Work request A
In the Tamiflu stockpile article, who heads the pandemic task force at Roche?
Work request B
Swap "Katrina" for "Hurricane Katrina" in the Tamiflu stockpile article and write out the part between "Leavitt says deciding" and "pale in comparison.", inclusive.
Work request C
Carry on the Tamiflu stockpile article past its final sentence.

Reading passage

──────────────────────────────

He later admitted that only 2 million are currently on hand, but asserted that no other country is in a better position.
Officials in Australia, however, have 3.5 million courses of treatment, and in Great Britain, officials say they have ordered enough to cover a quarter of their population.
"I think at the moment, with 2.5 million doses, you are pretty vulnerable," warns professor John Oxford of the Royal London Hospital.
"The lack of advanced planning up until the moment in the United States, in the sense of not having a huge stockpile I think your citizens deserve, has surprised me and has dismayed me," he admits.
Faced with worldwide demand, the Roche company, which produces Tamiflu, has organized a first-come, first-served waiting list. The United States is nowhere near the top.
"The way we are approaching the discussions with governments is that we are operating on a first-come, first-serve basis," says Dr. David Reddy, head of the pandemic task force at Roche.
"Do we wish we had ordered it sooner and more of it? I suspect one could say yes," admits Leavitt. "Are we moving rapidly to assure that we have it? The answer is also yes."
When asked why the United States did not place its orders for Tamiflu sooner, Leavitt replied, "I can't answer that. I don't know the answer to that."
Even leading Republicans in Congress say the Bush administration has not handled the planning for a possible flu epidemic well.
Senate Majority Leader Bill Frist, R-Tenn., says the current Tamiflu stockpile of 2 million could spell disaster.
"That's totally inadequate. Totally inadequate today," says Frist, who is also a physician. "The Tamiflu is what people would go after. It's what you're going to ask for, I'm going to ask for, immediately."
Leavitt says deciding who gets the 2.5 million doses of Tamiflu currently on hand in the United States is part of the federal government's response plan.
So who will get those doses? Based on what we know about Bush policies, here's an informed guess:
- Everyone in the Bush White House
- Republicans in Congress
- The Republican National Committee
- Republican donors
After you multiply each of these people by 10-20 family members, there won't be a single dose of Tamiflu left. After using the very last dose on his dog, Dick Cheney will go on TV to tell Pat Leahy and the rest of America to "go fuck yourselves."
In the end, even the country's top health officials concede that a killer flu epidemic this winter would make the scenes of Katrina pale in comparison.

──────────────────────────────

Input data
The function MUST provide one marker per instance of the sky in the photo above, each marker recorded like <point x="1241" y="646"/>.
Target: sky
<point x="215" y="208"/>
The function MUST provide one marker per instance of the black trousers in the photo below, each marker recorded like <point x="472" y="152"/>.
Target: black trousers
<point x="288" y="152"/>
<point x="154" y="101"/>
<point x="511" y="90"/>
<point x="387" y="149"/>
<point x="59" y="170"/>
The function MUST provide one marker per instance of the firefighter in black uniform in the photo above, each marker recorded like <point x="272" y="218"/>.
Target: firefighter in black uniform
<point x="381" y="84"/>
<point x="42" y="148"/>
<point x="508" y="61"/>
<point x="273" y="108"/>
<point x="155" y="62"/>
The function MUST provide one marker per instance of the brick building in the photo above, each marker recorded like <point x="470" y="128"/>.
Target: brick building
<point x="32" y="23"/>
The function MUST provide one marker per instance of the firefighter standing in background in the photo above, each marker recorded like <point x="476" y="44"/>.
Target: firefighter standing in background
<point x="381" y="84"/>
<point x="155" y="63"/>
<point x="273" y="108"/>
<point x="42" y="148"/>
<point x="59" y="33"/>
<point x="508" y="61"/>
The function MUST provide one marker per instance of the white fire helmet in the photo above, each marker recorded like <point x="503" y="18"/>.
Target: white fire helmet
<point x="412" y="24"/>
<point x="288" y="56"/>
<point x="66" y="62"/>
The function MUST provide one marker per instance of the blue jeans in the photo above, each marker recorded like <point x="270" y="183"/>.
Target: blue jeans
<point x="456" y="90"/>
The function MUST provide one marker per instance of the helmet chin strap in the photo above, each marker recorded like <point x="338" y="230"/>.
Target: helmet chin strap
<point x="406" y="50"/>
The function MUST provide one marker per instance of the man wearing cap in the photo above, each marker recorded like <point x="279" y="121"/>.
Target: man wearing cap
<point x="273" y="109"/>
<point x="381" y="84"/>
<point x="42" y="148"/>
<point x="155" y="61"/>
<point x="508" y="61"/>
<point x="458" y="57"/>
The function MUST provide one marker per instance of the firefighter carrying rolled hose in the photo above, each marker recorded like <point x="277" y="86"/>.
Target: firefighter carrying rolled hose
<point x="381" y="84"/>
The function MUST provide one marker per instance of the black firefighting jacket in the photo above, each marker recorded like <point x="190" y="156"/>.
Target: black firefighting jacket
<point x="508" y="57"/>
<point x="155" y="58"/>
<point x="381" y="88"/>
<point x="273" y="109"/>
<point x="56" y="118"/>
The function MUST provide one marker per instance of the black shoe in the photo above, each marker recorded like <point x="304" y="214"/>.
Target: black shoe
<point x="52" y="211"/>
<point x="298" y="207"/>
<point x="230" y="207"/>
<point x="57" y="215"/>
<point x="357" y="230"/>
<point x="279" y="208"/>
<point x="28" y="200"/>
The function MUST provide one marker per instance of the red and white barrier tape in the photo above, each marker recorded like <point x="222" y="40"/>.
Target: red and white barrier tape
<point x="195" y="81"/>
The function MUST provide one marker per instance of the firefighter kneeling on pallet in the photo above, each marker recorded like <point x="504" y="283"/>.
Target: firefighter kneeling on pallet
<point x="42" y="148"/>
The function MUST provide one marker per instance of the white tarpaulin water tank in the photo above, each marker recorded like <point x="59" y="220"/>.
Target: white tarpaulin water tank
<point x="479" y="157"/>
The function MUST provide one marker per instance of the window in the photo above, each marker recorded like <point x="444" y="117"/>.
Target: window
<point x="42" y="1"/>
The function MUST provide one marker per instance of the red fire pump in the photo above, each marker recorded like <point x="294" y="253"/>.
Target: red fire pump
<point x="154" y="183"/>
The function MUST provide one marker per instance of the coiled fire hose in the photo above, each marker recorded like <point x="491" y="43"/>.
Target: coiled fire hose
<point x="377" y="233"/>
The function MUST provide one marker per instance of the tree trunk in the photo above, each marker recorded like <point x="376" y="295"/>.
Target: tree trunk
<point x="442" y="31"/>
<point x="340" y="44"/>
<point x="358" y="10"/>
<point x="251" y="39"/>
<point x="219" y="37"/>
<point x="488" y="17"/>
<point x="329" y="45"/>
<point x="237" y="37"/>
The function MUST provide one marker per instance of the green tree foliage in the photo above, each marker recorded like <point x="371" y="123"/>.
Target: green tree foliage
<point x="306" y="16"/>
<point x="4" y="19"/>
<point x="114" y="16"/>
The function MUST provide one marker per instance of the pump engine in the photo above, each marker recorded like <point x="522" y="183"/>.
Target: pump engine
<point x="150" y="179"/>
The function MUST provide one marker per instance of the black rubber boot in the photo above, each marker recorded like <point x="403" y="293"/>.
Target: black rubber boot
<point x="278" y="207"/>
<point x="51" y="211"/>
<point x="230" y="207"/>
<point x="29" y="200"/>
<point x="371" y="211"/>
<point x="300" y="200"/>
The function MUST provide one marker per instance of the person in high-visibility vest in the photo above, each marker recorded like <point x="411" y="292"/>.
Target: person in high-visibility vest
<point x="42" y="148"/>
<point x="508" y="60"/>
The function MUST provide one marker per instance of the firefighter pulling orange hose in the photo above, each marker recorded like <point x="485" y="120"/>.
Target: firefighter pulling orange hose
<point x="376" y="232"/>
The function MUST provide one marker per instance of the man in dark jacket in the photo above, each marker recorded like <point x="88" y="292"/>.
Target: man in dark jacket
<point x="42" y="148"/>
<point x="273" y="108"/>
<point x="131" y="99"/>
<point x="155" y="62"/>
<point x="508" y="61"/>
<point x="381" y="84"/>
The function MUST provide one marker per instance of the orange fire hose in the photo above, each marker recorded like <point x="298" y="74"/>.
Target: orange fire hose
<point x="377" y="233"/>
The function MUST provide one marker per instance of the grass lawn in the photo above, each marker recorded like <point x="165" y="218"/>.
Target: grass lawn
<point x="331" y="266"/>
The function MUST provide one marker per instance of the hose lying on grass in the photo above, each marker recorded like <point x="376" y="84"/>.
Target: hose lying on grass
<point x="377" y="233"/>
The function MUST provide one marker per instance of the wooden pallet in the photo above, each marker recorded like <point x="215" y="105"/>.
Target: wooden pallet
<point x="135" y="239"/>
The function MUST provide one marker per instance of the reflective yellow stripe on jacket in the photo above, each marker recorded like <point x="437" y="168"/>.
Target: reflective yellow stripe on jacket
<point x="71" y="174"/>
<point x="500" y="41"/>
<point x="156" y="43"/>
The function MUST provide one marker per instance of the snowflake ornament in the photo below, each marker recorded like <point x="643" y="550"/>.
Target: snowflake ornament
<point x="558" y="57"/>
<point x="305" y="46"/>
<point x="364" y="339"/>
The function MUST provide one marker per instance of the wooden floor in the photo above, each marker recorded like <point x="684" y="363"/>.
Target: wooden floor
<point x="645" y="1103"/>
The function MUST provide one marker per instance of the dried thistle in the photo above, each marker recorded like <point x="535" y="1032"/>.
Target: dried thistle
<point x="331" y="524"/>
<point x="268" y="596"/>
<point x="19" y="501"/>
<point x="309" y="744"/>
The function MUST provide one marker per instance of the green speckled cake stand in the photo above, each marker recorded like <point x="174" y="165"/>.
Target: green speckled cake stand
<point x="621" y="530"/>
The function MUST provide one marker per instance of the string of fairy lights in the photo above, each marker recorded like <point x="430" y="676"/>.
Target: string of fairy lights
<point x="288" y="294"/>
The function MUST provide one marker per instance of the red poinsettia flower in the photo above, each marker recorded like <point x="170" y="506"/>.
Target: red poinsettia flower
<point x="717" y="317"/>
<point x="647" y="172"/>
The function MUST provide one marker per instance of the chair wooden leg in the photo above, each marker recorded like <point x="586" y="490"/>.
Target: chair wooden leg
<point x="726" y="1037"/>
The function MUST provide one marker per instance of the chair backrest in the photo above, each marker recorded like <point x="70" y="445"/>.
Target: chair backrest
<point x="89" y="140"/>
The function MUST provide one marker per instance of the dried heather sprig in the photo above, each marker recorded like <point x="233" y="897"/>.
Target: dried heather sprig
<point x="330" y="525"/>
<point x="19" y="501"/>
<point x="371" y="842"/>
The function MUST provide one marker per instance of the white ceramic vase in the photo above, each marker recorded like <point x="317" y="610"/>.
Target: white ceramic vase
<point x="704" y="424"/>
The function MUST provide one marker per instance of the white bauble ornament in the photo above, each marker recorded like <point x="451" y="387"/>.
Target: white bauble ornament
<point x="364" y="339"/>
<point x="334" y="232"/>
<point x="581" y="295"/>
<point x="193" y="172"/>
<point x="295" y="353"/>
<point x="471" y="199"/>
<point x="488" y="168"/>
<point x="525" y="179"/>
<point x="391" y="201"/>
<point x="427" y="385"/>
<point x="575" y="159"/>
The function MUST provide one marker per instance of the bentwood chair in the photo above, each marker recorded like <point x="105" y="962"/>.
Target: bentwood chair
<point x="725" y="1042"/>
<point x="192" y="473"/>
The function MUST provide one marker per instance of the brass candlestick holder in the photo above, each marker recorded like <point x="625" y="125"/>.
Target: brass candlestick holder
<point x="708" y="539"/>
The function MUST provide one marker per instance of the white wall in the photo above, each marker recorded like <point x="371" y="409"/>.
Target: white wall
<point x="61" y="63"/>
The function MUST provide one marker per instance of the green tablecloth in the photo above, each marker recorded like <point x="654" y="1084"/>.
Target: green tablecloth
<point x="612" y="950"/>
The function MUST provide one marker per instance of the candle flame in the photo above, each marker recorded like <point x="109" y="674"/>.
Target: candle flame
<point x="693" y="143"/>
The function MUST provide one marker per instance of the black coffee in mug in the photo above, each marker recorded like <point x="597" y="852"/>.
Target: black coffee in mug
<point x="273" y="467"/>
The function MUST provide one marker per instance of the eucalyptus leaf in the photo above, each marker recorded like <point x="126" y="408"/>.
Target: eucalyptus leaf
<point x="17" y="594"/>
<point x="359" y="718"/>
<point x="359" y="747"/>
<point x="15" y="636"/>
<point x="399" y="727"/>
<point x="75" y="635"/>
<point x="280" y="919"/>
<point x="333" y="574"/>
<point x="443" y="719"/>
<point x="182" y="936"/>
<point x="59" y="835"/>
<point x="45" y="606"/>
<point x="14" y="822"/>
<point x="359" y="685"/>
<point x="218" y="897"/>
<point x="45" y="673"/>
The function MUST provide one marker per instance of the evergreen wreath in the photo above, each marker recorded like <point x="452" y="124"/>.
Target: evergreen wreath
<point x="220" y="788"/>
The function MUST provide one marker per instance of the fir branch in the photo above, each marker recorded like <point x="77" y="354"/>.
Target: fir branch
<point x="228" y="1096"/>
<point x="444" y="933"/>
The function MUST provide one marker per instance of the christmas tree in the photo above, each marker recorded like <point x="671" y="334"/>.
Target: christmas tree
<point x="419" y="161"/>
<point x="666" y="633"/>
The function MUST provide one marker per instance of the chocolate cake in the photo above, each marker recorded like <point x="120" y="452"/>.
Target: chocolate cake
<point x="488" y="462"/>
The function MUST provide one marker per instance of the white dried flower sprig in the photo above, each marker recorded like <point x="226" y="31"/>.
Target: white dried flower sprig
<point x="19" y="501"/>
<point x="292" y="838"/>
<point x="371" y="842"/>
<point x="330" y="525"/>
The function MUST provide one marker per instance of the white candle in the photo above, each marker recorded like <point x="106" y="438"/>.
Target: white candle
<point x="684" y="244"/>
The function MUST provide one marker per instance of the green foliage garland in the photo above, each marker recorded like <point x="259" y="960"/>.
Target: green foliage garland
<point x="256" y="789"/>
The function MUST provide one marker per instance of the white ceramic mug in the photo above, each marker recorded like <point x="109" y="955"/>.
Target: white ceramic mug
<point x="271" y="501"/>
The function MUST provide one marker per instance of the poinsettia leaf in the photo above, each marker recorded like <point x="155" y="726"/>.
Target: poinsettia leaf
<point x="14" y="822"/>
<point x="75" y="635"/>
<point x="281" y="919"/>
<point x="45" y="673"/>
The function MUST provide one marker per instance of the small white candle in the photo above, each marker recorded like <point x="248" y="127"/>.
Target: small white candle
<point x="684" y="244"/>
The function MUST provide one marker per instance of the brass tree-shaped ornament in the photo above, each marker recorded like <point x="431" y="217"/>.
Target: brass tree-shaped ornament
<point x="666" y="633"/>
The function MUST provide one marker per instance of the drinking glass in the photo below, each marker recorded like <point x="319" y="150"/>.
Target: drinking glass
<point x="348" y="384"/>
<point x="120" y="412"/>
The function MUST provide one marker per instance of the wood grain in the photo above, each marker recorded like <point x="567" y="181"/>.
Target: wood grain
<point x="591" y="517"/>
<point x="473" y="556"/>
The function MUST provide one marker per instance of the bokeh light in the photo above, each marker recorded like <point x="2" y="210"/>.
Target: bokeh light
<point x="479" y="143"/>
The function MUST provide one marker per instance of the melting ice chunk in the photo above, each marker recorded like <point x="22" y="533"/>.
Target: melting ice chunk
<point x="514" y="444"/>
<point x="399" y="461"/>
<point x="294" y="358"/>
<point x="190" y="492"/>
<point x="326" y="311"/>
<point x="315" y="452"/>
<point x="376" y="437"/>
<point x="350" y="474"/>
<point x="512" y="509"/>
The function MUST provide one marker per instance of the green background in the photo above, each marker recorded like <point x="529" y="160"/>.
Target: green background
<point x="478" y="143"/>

──────────────────────────────

Response box A
Dr. David Reddy heads the pandemic task force at Roche.

Response box B
Leavitt says deciding who gets the 2.5 million doses of Tamiflu currently on hand in the United States is part of the federal government's response plan.
So who will get those doses? Based on what we know about Bush policies, here's an informed guess:
- Everyone in the Bush White House
- Republicans in Congress
- The Republican National Committee
- Republican donors
After you multiply each of these people by 10-20 family members, there won't be a single dose of Tamiflu left. After using the very last dose on his dog, Dick Cheney will go on TV to tell Pat Leahy and the rest of America to "go fuck yourselves."
In the end, even the country's top health officials concede that a killer flu epidemic this winter would make the scenes of Hurricane Katrina pale in comparison.

Response box C
"You know, I was down in New Orleans in that crowded airport now a couple weeks ago," Frist says. "And this could be not just equal to that, but many multiple times that. Hundreds of people laid out, all dying, because there was no therapy. And a lot of people don't realize for this avian flu virus, there will be very little effective therapy available early on."
All because the Busheviks weren't paying attention and ended up at the back of the line for Tamiflu.
So Michael Chertoff needs to go to meetings about Avian Flu - lots of meetings. And he needs to come up with a plan that is a whole lot better than the one we have now.
- U.S. poultry farms need to be strictly monitored for any outbreaks - both animals and workers.
- U.S.-bound flights from overseas cities need to be cancelled when the first confirmed human-to-human transmission occurs in that city.
- Limited doses of Vaccine and Tamiflu need to go to health care workers before Republicans, so they can treat the rest of us before the whole country is wiped out.
And of course we must Impeach Bush Now!!!!!!!!
Update: on Thursday, Levitt ordered $100 million worth of vaccine from Sanofi Pasteur. The vaccine is hopefully a preventative cure, not just a post-infection treatment like Tamiflu, but it may not work if a strain ultimately spreads that is significantly different from the one being tested in the lab. The contract calls for 20 million doses; unfortunately they won't be ready until the 2008-2009 flu season. Until then...
In May 2004, Sanofi contracted with the National Institute of Allergy and Infectious Disease to make 8,000 doses of an investigational avian flu strain, and last September, HHS contracted Sanofi to make about 2 million doses of bulk vaccine derived from those strains.